* TASK TO CARRY OUT: In the systemic sclerosis passage below, print word for word the stretch that starts at "Circulating pDCs from" and stops after "SSc (dcSSc) patients.".

Circulating pDCs from ten healthy donors and fourteen SSc patients were analysed. pDCs from anti-centromere antibody-positive (ACA⁺) patients displayed higher mitochondrial dependence and lower glycolytic capacity than those from anti-topoisomerase I antibody-positive (ATA⁺) patients. Furthermore, cells from both ACA⁺ patients and limited cutaneous SSc (lcSSc) patients showed a stronger response towards TLR9 activation than cells from ATA⁺, anti-RNA polymerase III antibody-positive (ARA⁺) or diffuse cutaneous SSc (dcSSc) patients.

Conclusions

An innovative single cell flow cytometry-based methodology was applied to analyse the metabolic profile of pDCs from SSc patients. Our results suggest that pDCs from ACA⁺ patients rely more on oxidative phosphorylation (OXPHOS) and are more responsive to external stimuli, whereas pDCs from ATA⁺ patients may exhibit a more activated or exhausted profile.

Systemic sclerosis (SSc) is a connective tissue disease characterised by immune dysregulation, vasculopathy and fibrosis of different organs [1]. SSc can be classified in two main subsets, based on the extent of skin involvement. In limited cutaneous SSc (lcSSc), fibrosis primarily affects the skin distal to the elbows or knees, whereas in diffuse cutaneous SSc (dcSSc), the involvement extends to the trunk [2, 3]. Additionally, most SSc patients exhibit at least one specific serum autoantibody, namely anti-centromere, anti-topoisomerase I and anti-RNA polymerase III antibodies (ACA, ATA, ARA respectively), which are associated with disease presentation and progression [2, 4]. ACA is typically associated with lcSSc, while ATA and ARA are more commonly found in dcSSc cases. Moreover, ATA⁺ patients are more prone to developing lung fibrosis, leading to a less favourable prognosis, whereas ARA⁺ patients often present renal crisis [2].

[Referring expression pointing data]
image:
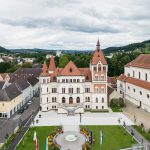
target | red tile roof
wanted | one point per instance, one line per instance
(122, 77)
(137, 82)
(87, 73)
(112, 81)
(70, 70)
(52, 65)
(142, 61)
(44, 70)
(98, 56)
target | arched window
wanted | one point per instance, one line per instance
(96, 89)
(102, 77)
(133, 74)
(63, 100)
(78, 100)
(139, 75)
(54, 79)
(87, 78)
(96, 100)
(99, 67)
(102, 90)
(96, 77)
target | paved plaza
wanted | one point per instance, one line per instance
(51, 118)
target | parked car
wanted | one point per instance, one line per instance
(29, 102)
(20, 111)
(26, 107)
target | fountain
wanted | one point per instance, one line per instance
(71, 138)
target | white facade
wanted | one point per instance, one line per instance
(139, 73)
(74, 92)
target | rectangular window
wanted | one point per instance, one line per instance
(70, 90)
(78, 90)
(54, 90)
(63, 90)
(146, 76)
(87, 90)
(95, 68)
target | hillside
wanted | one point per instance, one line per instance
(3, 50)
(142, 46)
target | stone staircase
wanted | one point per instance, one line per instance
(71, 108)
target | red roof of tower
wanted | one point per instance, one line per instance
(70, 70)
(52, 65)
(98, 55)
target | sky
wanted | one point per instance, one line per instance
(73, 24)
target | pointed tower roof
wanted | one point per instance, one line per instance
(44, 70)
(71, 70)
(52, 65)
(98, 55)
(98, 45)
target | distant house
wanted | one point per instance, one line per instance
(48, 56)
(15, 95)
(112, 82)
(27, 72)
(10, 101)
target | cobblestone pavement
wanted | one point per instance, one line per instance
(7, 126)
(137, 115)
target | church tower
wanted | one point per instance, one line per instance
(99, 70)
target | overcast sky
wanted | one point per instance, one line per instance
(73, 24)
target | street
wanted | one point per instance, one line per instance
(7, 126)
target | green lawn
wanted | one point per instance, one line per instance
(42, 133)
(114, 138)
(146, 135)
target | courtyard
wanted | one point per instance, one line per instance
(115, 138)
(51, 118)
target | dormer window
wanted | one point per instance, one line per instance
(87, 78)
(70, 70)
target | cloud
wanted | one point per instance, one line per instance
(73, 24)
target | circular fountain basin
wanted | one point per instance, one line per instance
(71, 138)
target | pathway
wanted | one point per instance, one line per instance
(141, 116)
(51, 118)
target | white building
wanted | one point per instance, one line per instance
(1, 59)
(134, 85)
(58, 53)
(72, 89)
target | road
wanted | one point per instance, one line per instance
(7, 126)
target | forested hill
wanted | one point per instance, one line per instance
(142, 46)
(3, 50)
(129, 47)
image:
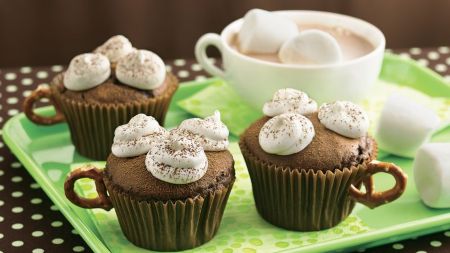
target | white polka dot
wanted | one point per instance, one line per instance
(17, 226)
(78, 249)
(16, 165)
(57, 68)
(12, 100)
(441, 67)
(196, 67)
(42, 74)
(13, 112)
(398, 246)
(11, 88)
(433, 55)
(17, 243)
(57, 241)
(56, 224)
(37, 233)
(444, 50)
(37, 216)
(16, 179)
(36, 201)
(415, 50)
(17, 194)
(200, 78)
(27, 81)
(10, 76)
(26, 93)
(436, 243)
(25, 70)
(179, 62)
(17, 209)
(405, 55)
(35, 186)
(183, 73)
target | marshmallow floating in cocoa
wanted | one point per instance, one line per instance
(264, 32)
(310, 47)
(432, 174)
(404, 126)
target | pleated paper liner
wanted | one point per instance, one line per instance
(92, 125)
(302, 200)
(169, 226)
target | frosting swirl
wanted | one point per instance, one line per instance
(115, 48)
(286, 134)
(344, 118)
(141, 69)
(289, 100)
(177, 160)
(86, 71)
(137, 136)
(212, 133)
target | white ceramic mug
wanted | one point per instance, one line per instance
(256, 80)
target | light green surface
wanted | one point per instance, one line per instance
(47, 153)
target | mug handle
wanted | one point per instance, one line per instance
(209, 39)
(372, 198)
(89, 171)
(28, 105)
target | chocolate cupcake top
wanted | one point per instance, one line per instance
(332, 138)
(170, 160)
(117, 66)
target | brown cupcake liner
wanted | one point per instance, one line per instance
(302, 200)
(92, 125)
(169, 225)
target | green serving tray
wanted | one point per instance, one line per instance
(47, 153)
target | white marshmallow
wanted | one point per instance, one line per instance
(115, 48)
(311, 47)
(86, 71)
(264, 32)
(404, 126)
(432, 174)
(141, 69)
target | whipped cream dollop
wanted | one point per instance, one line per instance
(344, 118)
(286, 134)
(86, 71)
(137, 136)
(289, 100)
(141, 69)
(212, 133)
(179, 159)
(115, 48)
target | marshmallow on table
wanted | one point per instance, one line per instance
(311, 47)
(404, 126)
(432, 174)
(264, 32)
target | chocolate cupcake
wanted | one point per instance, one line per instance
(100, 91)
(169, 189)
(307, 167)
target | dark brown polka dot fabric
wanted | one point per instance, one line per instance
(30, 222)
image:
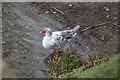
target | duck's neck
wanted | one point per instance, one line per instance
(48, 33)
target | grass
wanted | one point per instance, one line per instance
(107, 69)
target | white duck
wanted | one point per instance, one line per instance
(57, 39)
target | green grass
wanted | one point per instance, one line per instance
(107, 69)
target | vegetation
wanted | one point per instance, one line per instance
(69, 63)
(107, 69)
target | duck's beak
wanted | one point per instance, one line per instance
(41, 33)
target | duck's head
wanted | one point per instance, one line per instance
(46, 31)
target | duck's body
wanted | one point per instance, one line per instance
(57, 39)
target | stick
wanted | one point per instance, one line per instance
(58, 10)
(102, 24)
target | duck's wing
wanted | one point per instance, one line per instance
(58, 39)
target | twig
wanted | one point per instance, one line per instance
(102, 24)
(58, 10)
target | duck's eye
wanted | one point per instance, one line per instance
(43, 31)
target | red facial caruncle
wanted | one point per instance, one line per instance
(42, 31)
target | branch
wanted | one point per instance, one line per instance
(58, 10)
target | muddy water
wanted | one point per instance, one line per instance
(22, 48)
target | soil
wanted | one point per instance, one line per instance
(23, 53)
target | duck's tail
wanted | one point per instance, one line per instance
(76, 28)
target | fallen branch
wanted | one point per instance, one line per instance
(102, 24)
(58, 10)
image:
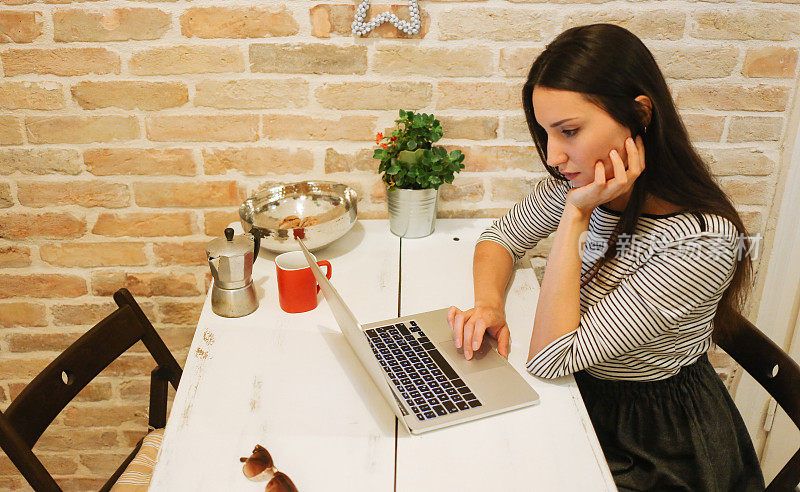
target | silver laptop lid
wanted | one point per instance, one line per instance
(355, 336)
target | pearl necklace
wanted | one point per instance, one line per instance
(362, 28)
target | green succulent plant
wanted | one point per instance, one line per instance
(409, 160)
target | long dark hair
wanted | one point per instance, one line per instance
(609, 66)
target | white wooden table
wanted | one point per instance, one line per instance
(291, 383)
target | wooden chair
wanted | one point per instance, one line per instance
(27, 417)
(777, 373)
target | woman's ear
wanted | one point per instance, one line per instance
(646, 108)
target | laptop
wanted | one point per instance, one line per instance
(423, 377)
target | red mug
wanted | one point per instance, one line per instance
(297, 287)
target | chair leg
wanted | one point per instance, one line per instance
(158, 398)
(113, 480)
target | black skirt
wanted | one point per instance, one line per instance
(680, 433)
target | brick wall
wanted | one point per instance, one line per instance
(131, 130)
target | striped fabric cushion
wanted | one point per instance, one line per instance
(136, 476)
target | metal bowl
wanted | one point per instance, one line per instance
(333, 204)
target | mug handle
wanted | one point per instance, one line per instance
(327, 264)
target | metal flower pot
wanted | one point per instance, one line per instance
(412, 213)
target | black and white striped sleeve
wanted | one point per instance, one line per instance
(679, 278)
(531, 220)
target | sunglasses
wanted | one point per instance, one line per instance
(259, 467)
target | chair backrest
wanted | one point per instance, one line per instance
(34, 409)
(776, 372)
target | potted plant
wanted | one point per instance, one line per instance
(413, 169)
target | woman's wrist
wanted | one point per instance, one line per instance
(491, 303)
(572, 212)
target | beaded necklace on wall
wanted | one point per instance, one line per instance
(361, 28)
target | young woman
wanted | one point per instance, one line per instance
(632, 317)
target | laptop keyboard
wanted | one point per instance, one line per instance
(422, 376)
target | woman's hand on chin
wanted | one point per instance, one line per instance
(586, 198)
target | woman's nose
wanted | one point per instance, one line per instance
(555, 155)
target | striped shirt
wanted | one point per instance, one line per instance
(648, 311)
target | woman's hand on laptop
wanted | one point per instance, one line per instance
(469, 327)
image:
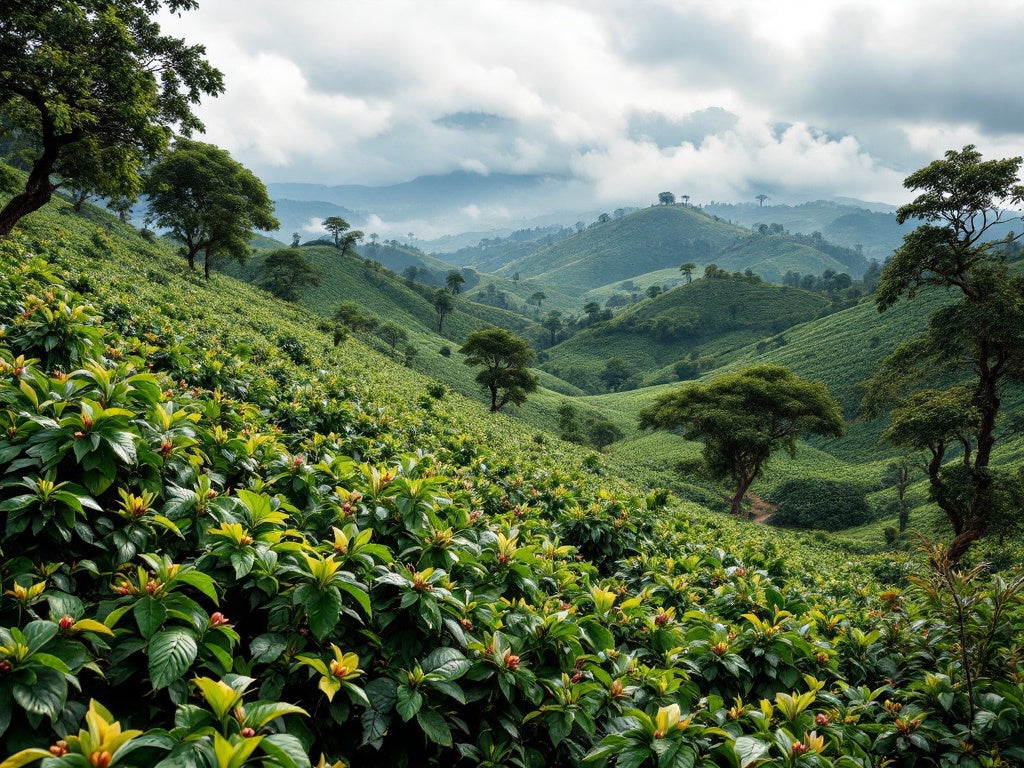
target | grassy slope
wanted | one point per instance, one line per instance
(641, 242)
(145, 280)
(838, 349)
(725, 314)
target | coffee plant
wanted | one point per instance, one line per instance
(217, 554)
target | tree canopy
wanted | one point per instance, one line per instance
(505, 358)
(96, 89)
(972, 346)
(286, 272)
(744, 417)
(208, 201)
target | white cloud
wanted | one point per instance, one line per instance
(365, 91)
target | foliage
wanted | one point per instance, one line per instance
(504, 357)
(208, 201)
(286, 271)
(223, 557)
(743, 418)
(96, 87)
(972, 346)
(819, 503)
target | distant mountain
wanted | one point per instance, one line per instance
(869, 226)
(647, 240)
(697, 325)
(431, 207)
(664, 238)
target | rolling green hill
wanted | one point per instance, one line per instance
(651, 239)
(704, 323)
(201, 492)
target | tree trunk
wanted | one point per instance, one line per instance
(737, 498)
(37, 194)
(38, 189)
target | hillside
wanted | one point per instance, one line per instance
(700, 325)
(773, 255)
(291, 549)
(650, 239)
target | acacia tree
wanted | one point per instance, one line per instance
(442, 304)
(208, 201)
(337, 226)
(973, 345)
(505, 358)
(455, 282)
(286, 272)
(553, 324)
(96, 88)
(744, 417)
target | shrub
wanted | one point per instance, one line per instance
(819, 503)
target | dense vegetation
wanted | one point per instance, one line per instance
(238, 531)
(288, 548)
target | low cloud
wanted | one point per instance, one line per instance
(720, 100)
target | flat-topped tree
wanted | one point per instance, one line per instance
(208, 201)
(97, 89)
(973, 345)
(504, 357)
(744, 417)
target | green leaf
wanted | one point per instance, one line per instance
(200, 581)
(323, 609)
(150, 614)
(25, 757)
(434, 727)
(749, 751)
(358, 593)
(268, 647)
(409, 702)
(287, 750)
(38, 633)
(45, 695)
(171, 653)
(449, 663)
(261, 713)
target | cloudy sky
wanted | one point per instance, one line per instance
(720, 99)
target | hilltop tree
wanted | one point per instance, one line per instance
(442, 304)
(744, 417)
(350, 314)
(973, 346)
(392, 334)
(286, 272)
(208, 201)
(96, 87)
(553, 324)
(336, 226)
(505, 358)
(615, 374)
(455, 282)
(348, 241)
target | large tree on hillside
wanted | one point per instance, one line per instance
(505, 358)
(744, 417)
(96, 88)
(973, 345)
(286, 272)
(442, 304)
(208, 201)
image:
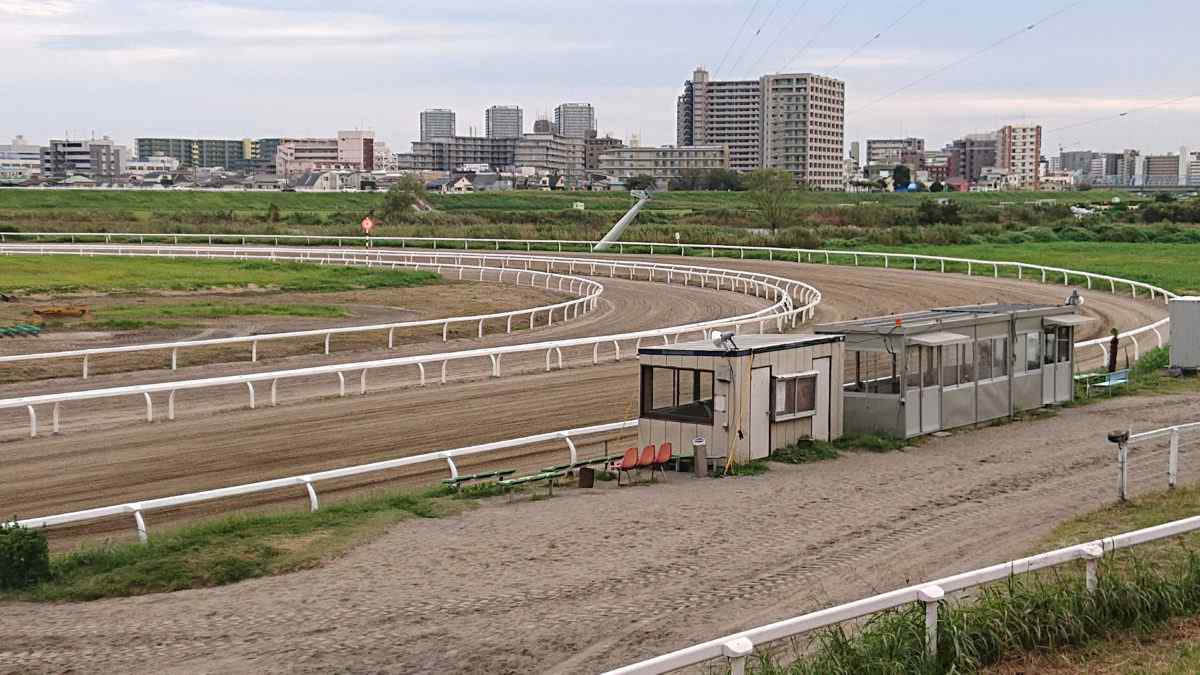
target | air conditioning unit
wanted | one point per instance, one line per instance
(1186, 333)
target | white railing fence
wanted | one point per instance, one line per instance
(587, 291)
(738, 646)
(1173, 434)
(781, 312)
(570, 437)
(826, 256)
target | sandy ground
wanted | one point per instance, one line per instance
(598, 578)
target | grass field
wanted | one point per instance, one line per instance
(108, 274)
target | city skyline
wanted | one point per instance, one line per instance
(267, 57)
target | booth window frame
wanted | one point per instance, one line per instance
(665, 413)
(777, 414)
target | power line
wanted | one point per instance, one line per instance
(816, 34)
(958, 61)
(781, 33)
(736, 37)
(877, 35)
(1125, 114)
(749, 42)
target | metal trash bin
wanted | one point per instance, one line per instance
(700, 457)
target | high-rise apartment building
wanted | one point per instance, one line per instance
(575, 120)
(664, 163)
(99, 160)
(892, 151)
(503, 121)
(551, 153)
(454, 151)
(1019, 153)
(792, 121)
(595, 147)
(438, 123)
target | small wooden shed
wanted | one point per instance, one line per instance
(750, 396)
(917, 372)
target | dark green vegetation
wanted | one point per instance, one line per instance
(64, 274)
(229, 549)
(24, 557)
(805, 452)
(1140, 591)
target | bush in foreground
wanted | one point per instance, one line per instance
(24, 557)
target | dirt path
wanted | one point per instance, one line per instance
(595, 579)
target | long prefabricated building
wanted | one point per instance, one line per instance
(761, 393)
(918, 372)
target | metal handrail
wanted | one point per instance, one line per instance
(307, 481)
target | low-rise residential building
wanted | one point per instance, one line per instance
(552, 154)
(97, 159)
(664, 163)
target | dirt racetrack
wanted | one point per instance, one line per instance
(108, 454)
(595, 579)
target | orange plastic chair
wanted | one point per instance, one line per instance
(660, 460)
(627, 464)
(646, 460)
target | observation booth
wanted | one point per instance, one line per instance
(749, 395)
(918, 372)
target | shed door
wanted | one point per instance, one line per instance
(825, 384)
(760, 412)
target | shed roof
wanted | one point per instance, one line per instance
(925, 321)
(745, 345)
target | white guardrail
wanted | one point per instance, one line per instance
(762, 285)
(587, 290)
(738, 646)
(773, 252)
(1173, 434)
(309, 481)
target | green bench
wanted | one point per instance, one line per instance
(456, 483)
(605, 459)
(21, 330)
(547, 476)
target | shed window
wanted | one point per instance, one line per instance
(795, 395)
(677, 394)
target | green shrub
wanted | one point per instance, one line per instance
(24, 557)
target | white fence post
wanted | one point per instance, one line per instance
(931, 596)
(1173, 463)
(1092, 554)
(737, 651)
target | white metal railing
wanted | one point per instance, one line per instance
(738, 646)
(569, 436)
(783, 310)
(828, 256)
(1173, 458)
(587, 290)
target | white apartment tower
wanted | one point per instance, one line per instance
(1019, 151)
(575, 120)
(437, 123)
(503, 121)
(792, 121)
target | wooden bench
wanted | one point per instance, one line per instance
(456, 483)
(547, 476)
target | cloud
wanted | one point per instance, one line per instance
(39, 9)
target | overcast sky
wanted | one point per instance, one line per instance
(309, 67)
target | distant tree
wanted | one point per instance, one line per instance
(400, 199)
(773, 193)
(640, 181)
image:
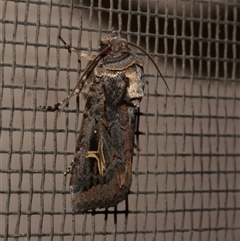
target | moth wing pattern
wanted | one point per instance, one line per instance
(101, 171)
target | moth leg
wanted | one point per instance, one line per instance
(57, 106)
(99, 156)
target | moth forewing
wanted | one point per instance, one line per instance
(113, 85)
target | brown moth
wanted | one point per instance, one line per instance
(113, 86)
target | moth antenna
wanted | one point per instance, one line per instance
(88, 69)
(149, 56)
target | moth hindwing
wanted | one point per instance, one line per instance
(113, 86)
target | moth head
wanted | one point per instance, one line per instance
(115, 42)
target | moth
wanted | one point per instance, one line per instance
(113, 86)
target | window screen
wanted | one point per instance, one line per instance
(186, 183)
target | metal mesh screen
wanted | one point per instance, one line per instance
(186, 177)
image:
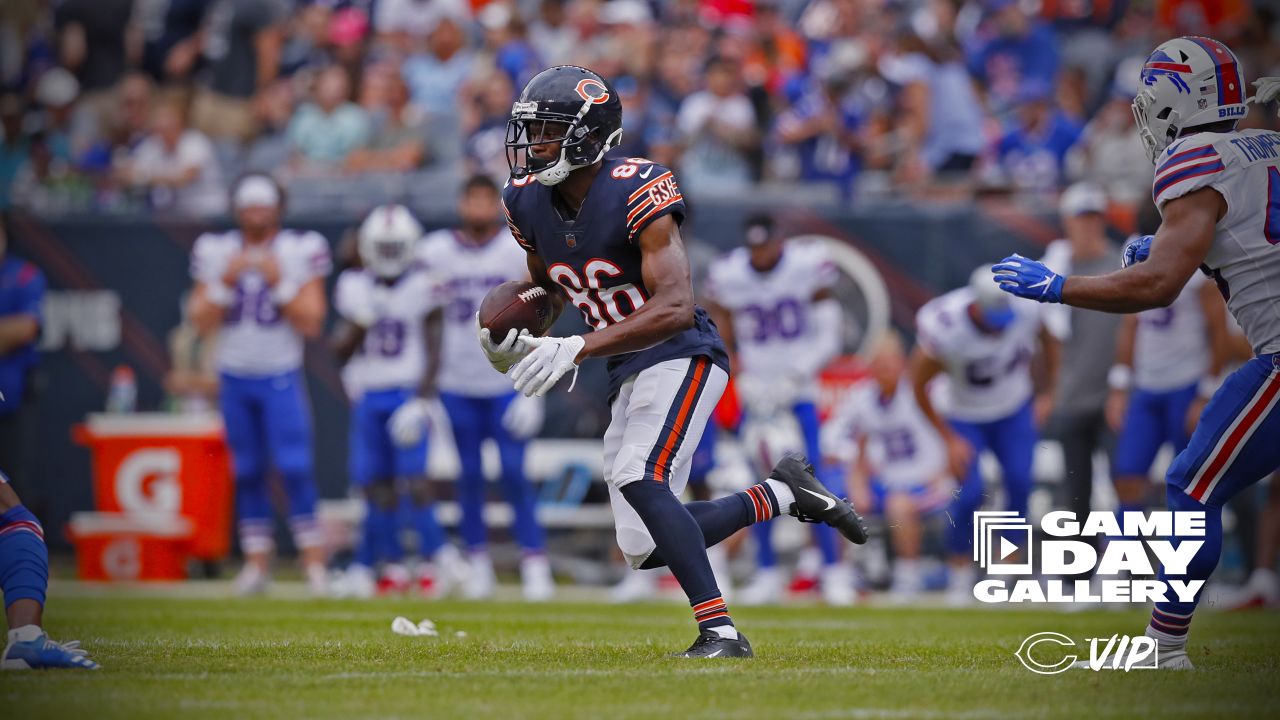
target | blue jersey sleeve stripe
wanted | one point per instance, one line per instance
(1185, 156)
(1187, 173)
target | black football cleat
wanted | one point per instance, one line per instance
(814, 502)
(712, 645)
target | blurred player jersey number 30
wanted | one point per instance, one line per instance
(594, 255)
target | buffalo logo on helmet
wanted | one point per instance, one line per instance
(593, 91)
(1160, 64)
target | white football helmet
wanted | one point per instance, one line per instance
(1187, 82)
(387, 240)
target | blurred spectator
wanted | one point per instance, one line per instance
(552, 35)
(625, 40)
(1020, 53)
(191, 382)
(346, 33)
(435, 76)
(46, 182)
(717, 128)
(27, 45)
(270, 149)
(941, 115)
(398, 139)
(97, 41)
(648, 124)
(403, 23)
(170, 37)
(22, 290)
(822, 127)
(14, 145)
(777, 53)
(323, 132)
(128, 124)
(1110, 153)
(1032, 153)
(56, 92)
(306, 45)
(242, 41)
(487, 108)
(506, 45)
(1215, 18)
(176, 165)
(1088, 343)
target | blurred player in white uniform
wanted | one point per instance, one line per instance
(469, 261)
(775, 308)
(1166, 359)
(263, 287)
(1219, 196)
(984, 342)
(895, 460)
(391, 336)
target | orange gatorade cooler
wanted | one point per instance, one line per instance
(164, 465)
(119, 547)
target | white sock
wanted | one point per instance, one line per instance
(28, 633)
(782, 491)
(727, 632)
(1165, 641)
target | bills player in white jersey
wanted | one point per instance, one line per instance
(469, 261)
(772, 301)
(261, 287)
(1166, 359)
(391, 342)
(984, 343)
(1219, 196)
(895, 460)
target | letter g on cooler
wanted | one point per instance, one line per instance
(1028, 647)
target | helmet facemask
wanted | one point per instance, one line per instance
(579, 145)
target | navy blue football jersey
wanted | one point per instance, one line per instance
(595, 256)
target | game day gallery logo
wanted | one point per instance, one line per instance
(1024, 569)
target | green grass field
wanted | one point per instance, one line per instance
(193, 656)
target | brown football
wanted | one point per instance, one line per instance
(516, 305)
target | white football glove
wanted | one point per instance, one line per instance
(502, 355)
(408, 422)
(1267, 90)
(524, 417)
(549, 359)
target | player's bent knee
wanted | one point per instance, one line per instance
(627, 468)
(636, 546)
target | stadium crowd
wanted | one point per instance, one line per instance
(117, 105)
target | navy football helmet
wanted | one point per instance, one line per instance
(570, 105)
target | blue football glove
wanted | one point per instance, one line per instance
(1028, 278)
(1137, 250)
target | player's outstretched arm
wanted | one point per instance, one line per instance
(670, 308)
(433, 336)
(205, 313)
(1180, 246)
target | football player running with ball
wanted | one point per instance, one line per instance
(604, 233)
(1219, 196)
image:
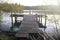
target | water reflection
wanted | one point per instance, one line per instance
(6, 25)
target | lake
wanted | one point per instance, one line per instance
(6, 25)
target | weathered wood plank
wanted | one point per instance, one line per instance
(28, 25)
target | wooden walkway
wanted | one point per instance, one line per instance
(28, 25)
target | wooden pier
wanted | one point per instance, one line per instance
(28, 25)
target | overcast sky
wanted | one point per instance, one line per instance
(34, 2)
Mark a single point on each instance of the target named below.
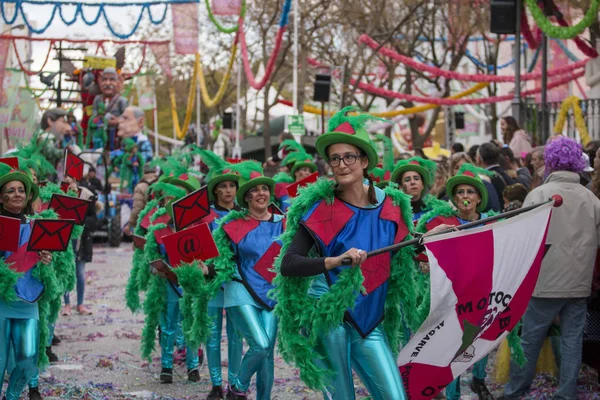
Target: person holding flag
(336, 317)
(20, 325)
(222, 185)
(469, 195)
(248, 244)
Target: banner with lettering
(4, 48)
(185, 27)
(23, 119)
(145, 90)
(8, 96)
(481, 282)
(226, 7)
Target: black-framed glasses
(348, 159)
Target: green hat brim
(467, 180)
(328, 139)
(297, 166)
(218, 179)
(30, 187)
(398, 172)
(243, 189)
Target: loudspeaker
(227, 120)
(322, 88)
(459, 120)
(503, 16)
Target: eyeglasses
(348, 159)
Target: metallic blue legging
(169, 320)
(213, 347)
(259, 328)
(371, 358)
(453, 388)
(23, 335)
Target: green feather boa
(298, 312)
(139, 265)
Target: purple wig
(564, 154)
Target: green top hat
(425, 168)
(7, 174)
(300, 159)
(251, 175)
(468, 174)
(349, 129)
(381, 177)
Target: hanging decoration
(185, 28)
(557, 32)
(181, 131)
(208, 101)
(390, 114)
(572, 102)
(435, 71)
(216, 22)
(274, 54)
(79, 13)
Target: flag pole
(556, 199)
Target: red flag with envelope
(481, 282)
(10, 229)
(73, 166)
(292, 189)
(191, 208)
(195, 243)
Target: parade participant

* WRITTEN SOLUTION:
Circulating pDCs from ten healthy donors and fourteen SSc patients were analysed. pDCs from anti-centromere antibody-positive (ACA⁺) patients displayed higher mitochondrial dependence and lower glycolytic capacity than those from anti-topoisomerase I antibody-positive (ATA⁺) patients. Furthermore, cells from both ACA⁺ patients and limited cutaneous SSc (lcSSc) patients showed a stronger response towards TLR9 activation than cells from ATA⁺, anti-RNA polymerase III antibody-positive (ARA⁺) or diffuse cutaneous SSc (dcSSc) patients.